=== Section Start ===
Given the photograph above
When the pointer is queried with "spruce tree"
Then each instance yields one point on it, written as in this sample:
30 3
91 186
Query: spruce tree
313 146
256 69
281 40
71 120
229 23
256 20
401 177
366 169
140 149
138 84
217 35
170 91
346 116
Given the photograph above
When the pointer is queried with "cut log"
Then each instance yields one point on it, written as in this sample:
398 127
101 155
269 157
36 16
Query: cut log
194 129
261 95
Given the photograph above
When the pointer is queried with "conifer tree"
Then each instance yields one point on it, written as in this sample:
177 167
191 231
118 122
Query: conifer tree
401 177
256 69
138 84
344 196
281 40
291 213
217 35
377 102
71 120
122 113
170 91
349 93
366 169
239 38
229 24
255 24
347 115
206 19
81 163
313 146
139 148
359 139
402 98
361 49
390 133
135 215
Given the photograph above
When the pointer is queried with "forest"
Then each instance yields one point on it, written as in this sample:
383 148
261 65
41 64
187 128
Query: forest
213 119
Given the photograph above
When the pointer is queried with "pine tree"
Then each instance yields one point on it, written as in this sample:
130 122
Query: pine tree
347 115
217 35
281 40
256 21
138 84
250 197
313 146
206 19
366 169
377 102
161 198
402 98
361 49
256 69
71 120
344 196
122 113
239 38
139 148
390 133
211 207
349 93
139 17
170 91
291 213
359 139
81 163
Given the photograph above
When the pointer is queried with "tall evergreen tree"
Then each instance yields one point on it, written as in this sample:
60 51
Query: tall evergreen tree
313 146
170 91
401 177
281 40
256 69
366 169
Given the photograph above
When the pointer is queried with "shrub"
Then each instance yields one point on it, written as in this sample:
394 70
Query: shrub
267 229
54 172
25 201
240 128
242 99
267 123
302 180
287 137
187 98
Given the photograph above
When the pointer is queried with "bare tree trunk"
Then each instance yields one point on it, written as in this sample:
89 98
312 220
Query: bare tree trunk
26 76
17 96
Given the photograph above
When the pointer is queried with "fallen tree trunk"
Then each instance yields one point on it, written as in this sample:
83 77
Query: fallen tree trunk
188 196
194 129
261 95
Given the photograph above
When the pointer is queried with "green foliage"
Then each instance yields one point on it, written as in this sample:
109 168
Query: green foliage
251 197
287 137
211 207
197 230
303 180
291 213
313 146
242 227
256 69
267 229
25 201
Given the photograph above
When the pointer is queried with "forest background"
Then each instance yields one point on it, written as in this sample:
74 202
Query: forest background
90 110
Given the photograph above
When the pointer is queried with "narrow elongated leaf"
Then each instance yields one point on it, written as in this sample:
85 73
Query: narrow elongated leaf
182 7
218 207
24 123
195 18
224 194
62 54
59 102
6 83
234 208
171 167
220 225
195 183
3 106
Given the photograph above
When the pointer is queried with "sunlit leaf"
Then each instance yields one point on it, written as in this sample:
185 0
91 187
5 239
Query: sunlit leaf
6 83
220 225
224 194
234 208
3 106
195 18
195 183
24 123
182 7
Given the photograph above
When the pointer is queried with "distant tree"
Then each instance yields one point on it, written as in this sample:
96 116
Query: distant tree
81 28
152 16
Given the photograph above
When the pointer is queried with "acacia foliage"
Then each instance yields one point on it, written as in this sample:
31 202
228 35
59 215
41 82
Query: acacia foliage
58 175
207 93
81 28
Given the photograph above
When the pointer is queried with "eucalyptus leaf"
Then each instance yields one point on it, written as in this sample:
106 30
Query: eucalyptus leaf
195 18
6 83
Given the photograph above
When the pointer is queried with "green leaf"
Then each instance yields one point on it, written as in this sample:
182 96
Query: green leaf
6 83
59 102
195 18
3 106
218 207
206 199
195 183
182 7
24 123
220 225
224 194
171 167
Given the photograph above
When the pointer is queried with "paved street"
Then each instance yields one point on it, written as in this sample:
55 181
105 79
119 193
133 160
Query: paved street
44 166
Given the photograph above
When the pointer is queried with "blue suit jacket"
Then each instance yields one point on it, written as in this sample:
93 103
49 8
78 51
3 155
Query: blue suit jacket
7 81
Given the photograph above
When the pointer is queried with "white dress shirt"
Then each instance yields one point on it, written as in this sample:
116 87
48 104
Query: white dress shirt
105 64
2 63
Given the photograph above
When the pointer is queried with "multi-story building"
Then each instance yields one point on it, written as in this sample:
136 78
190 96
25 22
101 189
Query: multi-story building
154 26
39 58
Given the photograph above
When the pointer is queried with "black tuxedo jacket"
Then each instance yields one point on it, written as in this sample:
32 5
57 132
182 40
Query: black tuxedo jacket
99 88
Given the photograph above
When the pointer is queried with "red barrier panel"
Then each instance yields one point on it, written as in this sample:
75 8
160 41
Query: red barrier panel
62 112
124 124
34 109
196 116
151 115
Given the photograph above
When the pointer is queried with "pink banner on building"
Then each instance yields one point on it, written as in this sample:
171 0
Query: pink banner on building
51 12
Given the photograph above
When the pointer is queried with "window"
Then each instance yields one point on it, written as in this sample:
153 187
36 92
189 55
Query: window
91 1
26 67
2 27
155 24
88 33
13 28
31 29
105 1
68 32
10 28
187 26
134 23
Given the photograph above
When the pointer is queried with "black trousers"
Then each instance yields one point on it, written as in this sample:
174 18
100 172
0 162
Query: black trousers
=== Section End ===
EXERCISE OBJECTIVE :: Copy each line above where "trousers" appears.

OUTPUT OF THE TASK ::
When the pointer is queried with "black trousers"
Query: black trousers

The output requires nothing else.